• JOB:
Copy, word for word, every line from the beginning of the items through the line containing "Outlines of the", including that line. Leave the picture out of your answer.

• DATA TO USE:
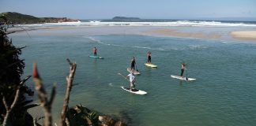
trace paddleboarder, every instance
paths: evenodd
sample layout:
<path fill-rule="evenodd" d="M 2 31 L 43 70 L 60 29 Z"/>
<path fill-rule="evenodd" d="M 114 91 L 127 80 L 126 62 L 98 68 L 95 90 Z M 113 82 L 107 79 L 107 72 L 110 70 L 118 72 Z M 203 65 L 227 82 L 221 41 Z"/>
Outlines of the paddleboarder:
<path fill-rule="evenodd" d="M 183 77 L 183 72 L 184 70 L 186 69 L 186 64 L 184 62 L 182 63 L 181 65 L 181 73 L 180 73 L 180 76 Z"/>
<path fill-rule="evenodd" d="M 130 74 L 126 76 L 126 79 L 130 80 L 130 91 L 132 91 L 132 89 L 134 89 L 135 87 L 135 76 L 134 75 L 133 72 L 130 72 Z"/>
<path fill-rule="evenodd" d="M 96 57 L 97 56 L 97 48 L 96 48 L 96 47 L 94 47 L 93 49 L 92 49 L 92 53 L 93 53 L 93 55 L 94 55 L 94 57 Z"/>
<path fill-rule="evenodd" d="M 148 52 L 147 56 L 148 56 L 148 63 L 151 64 L 151 52 L 150 51 Z"/>
<path fill-rule="evenodd" d="M 130 70 L 132 72 L 134 72 L 135 70 L 135 64 L 136 64 L 135 57 L 134 57 L 132 58 L 131 63 L 130 63 Z"/>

• ANSWER TO THE PROBLEM:
trace paddleboarder, every instance
paths: evenodd
sample layout:
<path fill-rule="evenodd" d="M 2 31 L 43 70 L 60 29 Z"/>
<path fill-rule="evenodd" d="M 114 91 L 127 80 L 126 62 L 98 68 L 95 90 Z M 113 82 L 107 79 L 107 72 L 110 70 L 118 72 Z M 203 65 L 227 82 L 221 41 Z"/>
Outlines of the paddleboarder:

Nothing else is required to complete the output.